Referring expression data
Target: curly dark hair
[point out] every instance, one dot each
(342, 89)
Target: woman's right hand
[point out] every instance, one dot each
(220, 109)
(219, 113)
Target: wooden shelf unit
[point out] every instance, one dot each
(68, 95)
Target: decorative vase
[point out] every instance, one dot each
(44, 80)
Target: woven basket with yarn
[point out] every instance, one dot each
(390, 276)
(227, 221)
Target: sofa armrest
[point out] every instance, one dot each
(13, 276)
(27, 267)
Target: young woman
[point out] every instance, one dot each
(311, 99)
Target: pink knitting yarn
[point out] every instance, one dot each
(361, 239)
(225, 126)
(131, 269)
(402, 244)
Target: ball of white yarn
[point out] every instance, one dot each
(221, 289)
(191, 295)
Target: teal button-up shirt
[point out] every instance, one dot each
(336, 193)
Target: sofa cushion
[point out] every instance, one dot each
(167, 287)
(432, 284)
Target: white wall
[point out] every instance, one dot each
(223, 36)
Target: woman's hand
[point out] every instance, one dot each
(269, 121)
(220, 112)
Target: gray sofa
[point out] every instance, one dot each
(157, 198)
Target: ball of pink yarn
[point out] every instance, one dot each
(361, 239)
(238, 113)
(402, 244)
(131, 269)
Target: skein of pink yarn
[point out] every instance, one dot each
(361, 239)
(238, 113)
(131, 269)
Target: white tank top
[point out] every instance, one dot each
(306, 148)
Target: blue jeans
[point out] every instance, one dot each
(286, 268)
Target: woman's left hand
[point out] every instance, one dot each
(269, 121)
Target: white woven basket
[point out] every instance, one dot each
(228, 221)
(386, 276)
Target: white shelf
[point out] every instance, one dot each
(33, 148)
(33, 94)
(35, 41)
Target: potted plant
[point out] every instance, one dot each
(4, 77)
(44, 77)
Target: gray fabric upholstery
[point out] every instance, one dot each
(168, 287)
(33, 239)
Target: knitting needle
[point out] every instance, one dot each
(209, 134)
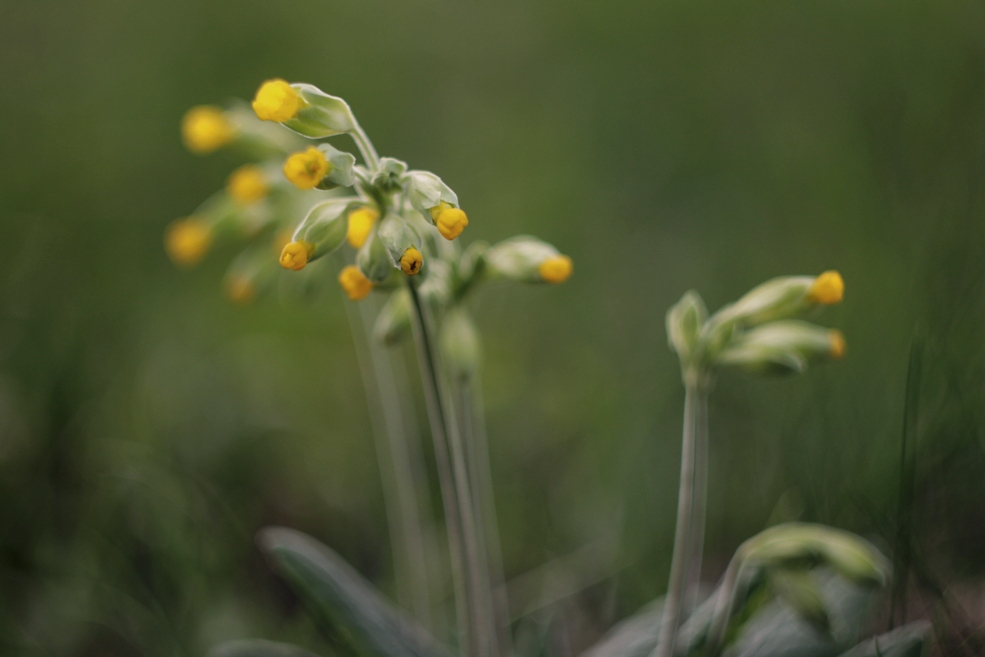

> _TASK OBJECTIVE_
Check each line of the data above for the word "knitting" and copy the ones where it is found.

> _RESPONSE BELOW_
Target: pink knitting yarn
Target: knitting needle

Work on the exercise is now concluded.